Istruzioni:
[a] Riassumi in due frasi il brano sulla Nikon FE.
[b] Rispondi brevemente alle domande seguenti in base al brano sulla Nikon FE.
(i) A partire da quale anno sono stati costruiti gli obbiettivi Nikon che la FE può montare?
(ii) Quale marca spinse molto sull'autofocus?
(iii) Su quali modelli Nikon era già presente un display digitale?

Estratto del documento:

········

La compatibilità con le lenti è pressocché totale (pochissime eccezioni): la Nikon FE può montare tutte le lenti che la Nikon ha costruito a partire dal 1959. Le moderne lenti della serie G possono dare problemi perché vanno usate solo alla minima apertura e senza esposimetro (G = “Gelded”, non hanno la ghiera delle aperture perché nelle moderne macchine è il corpo, non l’obbiettivo a controllare l’apertura del diaframma). Per il resto, tutti gli obbiettivi AF (autofocus) funzionano benissimo ma vanno regolati a mano. Il bello è che la Nikon ha prodotto una serie molto più completa di obbiettivi manuali che AF (come anticipato, fu la Canon a spingere molto sull’autofocus). Gli obbiettivi Nikon più luminosi (e anche quelli più lunghi) sono ancora oggi manuali.
A parte l’ergonomia (chi è abituato alle moderne macchine in lega di magnesio con impugnatura la potrebbe trovare scomoda), l’unico vero problema è leggere l’esposizione in condizione di scarsa illuminazione: la FE ha due lancette per la misura dell’esposizione, una è ferma sulla posizione del tempo di scatto selezionato, l’altra che va collocata su di essa regolando l’apertura per ottenere la giusta esposizione. Il mirino della FE non è illuminato, quindi con poca luce non si vedono bene le lancette. D’altro canto il sistema a lancette è nettamente superiore per precisione a quello del display a led digitali. Scorrendo nell’inquadratura si legge immediatamente e con estrema precisione la variazione dell’esposizione. Nessun display digitale (presente già sulla F3 e sulla FA) è in grado di fare altrettanto.

········

Estratti del dataset:
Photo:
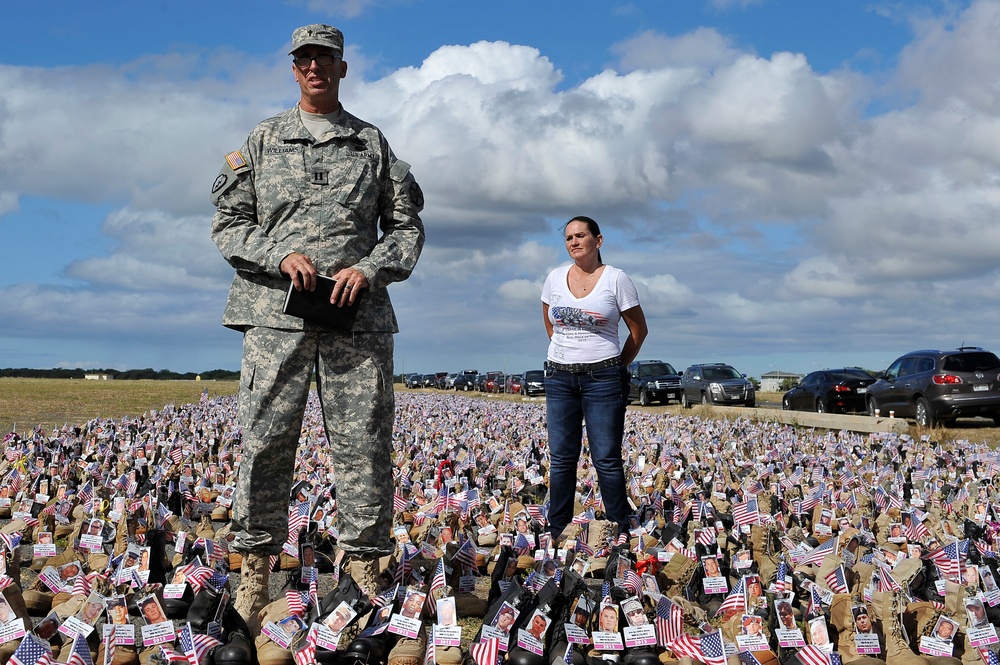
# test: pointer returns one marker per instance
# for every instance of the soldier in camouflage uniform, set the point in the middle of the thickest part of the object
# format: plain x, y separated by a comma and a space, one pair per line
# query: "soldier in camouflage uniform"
314, 190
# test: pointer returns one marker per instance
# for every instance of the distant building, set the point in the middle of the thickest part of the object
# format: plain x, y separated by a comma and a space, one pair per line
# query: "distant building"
771, 382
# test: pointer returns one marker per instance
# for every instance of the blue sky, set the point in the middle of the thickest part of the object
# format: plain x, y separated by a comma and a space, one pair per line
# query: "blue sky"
792, 185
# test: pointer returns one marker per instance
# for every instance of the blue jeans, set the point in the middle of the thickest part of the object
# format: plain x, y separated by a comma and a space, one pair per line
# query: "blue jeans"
599, 399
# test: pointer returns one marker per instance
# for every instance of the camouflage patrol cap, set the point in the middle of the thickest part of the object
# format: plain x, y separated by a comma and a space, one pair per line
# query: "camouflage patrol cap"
317, 34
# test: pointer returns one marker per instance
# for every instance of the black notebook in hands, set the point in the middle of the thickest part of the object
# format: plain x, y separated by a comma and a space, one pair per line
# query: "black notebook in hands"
315, 305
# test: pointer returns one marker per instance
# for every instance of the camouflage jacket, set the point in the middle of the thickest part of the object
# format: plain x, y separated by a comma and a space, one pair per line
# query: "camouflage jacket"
343, 201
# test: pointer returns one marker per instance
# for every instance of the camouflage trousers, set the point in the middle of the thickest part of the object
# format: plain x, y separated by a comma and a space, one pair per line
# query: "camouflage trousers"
354, 380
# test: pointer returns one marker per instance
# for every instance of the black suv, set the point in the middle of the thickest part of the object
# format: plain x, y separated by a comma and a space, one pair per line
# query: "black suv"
936, 386
653, 380
715, 383
534, 382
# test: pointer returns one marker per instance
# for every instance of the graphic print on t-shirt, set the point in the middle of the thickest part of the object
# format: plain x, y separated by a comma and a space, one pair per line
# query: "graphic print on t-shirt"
577, 318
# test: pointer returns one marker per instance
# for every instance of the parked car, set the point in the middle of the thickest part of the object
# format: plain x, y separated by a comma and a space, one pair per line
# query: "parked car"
653, 381
938, 386
534, 382
483, 379
830, 390
465, 382
716, 383
494, 384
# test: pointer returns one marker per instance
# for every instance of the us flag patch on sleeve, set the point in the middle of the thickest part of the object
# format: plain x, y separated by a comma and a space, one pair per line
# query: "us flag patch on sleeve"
236, 160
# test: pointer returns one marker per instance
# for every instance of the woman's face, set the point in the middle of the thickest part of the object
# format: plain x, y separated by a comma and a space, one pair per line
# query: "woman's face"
118, 614
505, 621
580, 243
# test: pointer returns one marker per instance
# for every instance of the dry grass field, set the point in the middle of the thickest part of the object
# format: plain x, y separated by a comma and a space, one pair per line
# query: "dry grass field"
25, 403
53, 402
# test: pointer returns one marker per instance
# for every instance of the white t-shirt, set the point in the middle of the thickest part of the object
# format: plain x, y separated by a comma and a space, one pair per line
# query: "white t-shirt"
585, 330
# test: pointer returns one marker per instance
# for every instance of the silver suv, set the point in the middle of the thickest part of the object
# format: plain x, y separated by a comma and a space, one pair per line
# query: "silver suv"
715, 383
936, 386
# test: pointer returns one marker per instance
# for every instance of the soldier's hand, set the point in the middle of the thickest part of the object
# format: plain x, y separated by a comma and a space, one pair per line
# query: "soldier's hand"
301, 270
350, 281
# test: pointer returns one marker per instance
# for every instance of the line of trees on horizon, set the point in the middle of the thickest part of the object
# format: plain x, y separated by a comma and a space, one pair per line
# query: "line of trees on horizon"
119, 375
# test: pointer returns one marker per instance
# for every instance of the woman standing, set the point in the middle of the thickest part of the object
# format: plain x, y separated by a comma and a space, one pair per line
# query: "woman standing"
586, 376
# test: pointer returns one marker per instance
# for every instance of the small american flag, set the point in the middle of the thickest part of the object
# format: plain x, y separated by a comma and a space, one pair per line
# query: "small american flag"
195, 647
836, 581
11, 541
669, 622
781, 582
745, 514
712, 648
305, 654
438, 581
632, 582
816, 556
734, 602
80, 654
386, 597
430, 654
173, 657
32, 651
886, 581
705, 536
989, 657
687, 645
298, 519
466, 554
297, 602
236, 160
947, 559
486, 652
813, 655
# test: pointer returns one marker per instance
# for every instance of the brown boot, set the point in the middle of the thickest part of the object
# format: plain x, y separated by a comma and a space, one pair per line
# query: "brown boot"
364, 570
253, 595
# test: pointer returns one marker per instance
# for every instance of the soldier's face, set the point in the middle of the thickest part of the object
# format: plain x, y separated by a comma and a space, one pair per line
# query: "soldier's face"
319, 84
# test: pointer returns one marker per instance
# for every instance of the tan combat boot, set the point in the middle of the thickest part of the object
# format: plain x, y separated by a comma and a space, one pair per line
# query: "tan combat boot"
890, 606
253, 595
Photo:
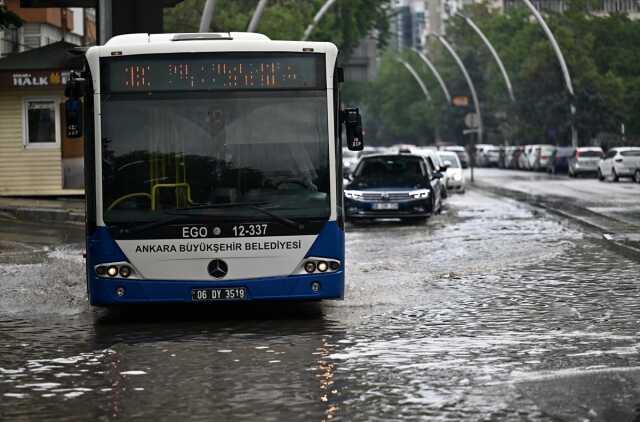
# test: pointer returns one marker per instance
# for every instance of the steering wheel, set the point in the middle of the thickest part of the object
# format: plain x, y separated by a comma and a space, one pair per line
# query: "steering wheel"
291, 182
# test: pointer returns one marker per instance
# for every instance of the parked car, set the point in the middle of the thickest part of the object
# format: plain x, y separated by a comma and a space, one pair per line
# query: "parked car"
523, 158
455, 175
393, 186
461, 153
619, 162
539, 157
436, 164
585, 160
559, 160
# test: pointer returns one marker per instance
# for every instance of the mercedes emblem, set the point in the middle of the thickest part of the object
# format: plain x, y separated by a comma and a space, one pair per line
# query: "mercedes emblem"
218, 268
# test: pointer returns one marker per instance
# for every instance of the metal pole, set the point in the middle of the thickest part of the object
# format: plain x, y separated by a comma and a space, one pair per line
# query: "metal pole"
257, 15
435, 72
563, 65
472, 88
494, 53
416, 77
105, 13
323, 10
207, 16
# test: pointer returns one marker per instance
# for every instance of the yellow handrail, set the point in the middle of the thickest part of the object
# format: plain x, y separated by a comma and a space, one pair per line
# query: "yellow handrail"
131, 195
155, 188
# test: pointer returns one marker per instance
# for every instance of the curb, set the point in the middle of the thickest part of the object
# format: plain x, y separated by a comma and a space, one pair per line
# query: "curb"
44, 215
559, 206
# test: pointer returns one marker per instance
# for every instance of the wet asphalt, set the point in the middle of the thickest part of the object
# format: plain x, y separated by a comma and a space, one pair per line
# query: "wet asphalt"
493, 310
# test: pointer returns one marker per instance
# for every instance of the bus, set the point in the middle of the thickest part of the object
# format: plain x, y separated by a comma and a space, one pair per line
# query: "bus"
213, 168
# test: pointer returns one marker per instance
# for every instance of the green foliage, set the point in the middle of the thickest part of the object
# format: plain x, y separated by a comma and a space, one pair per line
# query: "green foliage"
8, 18
348, 22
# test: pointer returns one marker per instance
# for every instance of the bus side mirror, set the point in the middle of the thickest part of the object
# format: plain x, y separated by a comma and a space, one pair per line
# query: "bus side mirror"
353, 125
74, 91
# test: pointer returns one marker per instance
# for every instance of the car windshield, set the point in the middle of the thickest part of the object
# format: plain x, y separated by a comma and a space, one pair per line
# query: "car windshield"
390, 171
174, 151
450, 160
590, 153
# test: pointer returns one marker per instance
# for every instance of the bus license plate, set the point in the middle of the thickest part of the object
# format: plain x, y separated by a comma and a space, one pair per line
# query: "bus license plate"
386, 206
225, 293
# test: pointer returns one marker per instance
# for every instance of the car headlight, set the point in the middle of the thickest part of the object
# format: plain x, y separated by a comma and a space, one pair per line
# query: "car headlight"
353, 194
419, 194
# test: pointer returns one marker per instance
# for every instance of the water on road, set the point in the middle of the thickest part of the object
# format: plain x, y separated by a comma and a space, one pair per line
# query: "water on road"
493, 310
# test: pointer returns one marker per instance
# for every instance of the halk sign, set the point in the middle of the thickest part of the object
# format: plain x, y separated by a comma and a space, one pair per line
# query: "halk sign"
34, 79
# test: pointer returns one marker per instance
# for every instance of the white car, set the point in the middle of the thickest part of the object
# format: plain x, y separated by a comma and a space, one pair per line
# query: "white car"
455, 176
620, 162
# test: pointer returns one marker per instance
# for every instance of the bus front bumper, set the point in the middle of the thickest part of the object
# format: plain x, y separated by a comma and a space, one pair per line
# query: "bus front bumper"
105, 291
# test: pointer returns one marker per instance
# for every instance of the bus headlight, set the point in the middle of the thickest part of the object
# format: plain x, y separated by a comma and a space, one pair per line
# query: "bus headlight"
314, 265
419, 194
353, 194
125, 271
309, 266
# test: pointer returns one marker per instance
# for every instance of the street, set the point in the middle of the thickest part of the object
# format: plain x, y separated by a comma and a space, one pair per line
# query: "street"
494, 310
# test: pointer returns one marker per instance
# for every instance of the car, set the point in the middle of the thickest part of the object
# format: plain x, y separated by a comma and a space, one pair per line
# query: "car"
455, 176
585, 160
487, 155
539, 157
619, 162
393, 186
559, 160
461, 153
523, 158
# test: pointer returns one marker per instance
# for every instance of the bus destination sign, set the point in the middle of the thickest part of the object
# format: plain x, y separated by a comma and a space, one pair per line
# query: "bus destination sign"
213, 72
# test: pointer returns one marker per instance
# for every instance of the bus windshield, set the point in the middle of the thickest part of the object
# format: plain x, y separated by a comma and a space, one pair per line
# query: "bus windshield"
164, 152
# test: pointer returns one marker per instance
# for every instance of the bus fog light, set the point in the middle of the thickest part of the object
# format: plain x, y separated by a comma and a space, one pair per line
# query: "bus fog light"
125, 271
309, 266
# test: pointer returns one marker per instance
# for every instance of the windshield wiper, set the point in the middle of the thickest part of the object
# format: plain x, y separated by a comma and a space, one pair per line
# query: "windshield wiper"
251, 205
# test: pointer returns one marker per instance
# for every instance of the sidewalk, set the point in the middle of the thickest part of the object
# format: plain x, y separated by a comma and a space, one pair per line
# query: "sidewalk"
598, 206
59, 210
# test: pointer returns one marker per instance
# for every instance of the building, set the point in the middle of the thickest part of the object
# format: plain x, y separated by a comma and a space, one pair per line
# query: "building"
596, 7
35, 156
363, 63
408, 24
43, 26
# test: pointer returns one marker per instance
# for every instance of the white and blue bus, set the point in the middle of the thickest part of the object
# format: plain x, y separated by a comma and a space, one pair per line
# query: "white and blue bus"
213, 168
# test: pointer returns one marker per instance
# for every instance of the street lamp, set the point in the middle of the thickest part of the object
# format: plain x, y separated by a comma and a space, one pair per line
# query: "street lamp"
207, 16
323, 10
435, 72
563, 66
257, 15
472, 88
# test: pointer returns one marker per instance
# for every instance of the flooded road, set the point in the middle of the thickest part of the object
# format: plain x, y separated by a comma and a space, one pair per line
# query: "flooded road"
492, 311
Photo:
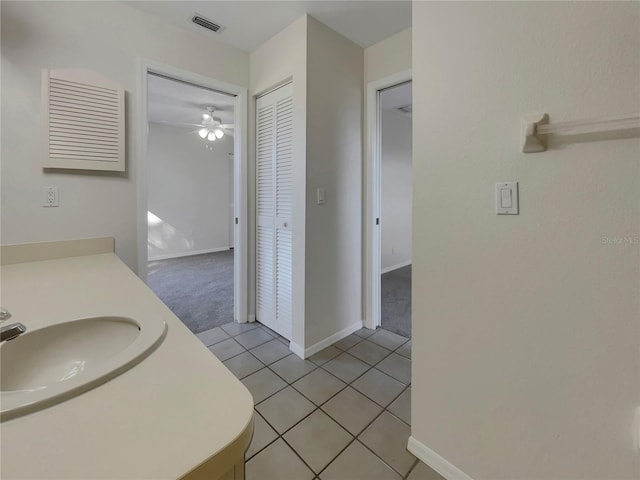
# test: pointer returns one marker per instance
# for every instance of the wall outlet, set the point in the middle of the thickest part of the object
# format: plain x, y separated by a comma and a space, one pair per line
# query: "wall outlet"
51, 198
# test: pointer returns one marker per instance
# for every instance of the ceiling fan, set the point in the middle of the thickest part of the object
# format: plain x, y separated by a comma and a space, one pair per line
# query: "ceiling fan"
212, 127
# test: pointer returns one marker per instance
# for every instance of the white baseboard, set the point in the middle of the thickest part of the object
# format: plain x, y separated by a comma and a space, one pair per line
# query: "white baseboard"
297, 349
435, 461
322, 344
395, 267
188, 254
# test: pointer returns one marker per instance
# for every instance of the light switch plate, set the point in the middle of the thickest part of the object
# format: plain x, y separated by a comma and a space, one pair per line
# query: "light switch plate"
51, 197
507, 198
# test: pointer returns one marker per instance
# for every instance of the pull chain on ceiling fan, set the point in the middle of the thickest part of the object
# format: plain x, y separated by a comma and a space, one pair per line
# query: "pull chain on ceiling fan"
212, 126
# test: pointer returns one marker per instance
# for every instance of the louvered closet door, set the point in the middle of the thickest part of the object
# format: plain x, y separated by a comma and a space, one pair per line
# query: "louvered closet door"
274, 185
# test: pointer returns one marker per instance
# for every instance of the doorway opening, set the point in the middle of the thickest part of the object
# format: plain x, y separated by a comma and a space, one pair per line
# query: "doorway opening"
395, 208
388, 248
192, 201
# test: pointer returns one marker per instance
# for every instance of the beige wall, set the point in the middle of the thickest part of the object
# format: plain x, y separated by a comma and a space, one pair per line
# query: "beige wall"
526, 328
334, 162
283, 58
107, 37
391, 55
189, 191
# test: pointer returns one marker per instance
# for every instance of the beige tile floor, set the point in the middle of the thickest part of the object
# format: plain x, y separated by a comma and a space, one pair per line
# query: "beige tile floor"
343, 414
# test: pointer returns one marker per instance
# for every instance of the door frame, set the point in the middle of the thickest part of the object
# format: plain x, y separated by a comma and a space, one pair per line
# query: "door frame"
145, 67
373, 187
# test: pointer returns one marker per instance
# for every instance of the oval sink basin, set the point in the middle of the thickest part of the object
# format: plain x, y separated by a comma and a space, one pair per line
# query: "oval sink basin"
52, 364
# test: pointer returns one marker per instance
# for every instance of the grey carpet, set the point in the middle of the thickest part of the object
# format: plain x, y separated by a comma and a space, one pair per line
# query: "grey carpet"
396, 301
198, 288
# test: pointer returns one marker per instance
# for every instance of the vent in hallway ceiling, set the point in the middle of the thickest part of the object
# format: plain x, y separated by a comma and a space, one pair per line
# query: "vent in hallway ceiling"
206, 23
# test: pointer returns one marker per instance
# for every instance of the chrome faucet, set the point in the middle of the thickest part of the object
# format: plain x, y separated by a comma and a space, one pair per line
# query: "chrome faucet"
11, 331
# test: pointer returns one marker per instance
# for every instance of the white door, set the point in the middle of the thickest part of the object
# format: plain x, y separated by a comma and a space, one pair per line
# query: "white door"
274, 189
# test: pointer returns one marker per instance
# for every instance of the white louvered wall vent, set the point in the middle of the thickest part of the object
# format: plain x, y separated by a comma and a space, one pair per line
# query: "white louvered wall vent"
83, 115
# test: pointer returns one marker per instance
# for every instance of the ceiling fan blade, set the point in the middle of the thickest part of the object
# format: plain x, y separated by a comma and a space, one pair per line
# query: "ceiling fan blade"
180, 124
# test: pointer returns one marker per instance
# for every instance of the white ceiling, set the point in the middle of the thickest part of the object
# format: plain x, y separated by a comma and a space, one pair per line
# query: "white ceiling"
248, 24
170, 101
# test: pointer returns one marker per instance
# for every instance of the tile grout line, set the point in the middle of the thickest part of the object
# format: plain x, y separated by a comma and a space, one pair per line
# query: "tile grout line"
355, 437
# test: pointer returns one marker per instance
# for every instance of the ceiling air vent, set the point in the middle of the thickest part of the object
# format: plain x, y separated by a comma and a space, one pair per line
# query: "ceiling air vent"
203, 22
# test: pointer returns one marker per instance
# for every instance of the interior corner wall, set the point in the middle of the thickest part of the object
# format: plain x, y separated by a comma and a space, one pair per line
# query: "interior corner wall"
107, 37
335, 78
391, 55
282, 58
188, 189
396, 189
526, 327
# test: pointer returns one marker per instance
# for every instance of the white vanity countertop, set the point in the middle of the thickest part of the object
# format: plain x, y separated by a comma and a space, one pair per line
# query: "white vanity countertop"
178, 413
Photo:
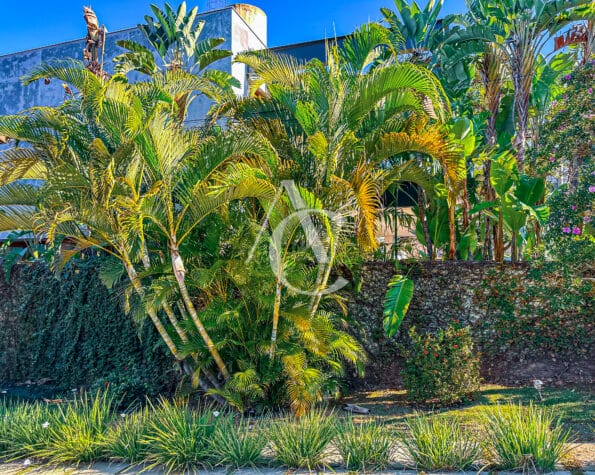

········

Soluzioni:
[a] La Nikon FE può montare quasi tutti gli obbiettivi costruiti dalla Nikon a partire dal 1959, anche se le lenti della serie G vanno usate solo alla minima apertura e senza esposimetro e quelle AF vanno regolate a mano. A parte l'ergonomia, l'unico vero problema è leggere l'esposizione con poca luce, perché il mirino non è illuminato, ma il sistema a lancette è nettamente più preciso di un display a led digitali.

[b]
(i) Dal 1959.
(ii) La Canon.
(iii) Sulla F3 e sulla FA.